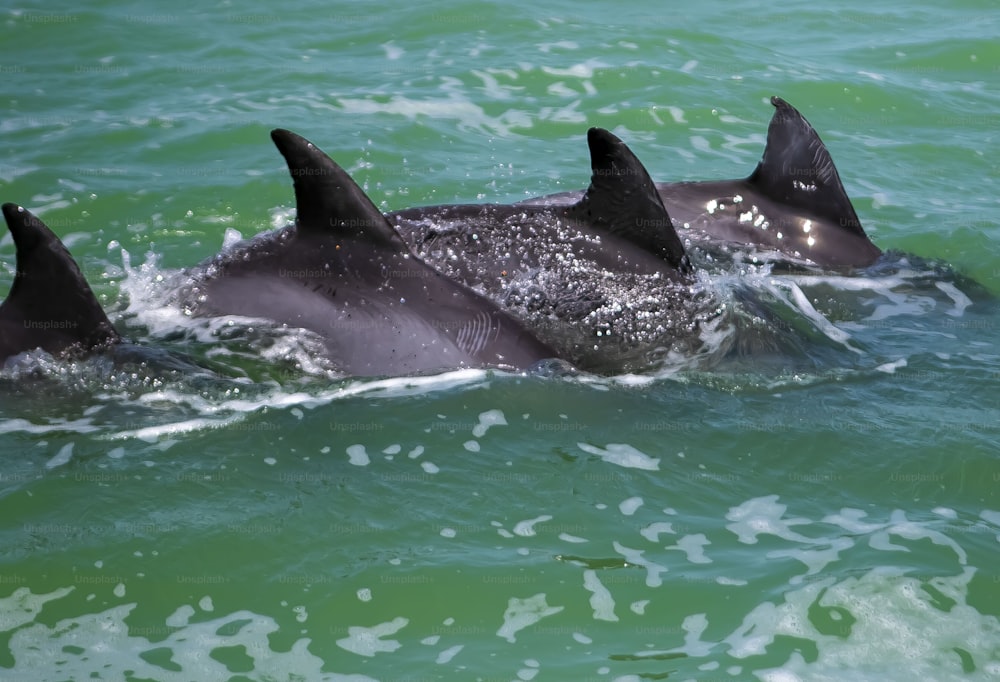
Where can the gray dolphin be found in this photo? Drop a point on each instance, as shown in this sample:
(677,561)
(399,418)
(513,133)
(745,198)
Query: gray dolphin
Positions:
(50,305)
(344,273)
(793,203)
(605,281)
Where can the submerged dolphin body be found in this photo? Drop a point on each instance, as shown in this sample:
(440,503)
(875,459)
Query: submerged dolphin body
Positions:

▬▬▬▬▬▬▬▬▬▬

Copy every item above word for word, line by line, but leave out the pictures.

_WRITTEN RESPONSE_
Where can the gray dolphin be found in this photo? Drop a point on each instance, as shown in this sample:
(677,561)
(399,418)
(513,133)
(745,198)
Query: gray dolphin
Positions:
(50,305)
(344,273)
(793,203)
(605,281)
Where can the submerged dolphin body be found in this photo? Drop a point on each instance, as shown in this sample:
(440,503)
(875,459)
Query: submerged dolphin body
Positions:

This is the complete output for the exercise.